> _Dataset excerpts_:
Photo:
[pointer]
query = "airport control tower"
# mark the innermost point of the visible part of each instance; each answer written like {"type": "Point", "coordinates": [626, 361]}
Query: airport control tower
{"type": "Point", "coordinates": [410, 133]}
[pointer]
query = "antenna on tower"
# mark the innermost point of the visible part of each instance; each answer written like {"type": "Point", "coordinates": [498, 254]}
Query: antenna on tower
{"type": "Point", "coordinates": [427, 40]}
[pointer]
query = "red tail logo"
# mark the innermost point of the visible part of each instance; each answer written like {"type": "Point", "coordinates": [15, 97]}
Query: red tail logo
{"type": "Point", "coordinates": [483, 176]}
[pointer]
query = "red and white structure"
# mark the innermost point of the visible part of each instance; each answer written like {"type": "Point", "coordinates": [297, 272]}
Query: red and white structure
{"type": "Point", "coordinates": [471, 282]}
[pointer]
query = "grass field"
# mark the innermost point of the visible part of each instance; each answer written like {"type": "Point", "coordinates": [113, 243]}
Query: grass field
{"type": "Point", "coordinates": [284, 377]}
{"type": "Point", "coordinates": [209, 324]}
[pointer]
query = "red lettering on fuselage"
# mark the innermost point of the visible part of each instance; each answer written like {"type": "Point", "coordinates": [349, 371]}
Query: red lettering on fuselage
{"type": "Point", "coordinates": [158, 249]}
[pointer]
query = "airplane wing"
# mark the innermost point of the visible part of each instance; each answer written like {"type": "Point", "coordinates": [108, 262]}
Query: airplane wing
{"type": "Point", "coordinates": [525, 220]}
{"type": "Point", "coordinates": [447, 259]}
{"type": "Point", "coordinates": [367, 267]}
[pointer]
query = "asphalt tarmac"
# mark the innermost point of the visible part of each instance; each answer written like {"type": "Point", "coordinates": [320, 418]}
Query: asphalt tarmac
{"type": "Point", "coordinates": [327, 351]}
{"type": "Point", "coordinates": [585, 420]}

...

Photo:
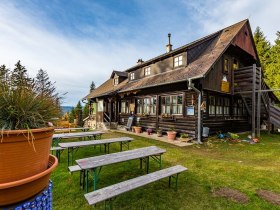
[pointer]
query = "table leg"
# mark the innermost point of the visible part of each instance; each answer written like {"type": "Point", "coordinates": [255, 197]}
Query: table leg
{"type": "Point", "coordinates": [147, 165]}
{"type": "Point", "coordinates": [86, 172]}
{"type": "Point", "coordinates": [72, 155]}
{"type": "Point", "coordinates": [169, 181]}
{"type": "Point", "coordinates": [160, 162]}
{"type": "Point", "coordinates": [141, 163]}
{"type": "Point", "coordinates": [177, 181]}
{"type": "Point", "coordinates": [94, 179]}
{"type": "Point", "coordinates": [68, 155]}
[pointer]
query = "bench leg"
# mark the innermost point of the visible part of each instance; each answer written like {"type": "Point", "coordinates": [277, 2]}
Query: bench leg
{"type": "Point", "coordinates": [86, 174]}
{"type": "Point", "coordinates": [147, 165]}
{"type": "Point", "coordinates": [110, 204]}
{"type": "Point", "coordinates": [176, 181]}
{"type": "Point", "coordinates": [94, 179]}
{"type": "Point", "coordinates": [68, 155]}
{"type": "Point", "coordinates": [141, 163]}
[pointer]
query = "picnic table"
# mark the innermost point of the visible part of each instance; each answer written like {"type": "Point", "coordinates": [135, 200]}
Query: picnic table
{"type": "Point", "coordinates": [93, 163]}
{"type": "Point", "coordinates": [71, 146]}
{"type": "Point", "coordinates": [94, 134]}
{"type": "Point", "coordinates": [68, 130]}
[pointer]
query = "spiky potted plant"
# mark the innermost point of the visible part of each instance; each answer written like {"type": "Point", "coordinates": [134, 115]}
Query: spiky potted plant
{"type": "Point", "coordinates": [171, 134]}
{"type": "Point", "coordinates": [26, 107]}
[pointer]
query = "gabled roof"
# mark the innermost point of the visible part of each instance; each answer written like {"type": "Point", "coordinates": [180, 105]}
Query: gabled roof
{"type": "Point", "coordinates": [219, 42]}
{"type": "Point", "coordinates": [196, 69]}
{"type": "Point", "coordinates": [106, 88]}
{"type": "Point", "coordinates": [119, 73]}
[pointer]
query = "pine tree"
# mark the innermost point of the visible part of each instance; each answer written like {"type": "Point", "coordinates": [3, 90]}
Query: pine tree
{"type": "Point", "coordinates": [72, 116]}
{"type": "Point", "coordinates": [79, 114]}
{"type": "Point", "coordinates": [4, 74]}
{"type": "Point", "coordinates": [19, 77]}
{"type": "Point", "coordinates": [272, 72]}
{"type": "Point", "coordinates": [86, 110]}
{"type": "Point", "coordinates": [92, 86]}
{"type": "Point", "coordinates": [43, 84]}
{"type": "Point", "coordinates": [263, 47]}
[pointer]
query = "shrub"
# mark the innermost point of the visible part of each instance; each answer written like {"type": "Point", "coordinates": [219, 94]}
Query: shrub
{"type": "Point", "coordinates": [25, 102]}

> _Stated task_: Show each line from the records above that contains the string "airplane", copied in full. Only count matches where the case is the same.

> _Completed exercise_:
query = "airplane wing"
Query: airplane wing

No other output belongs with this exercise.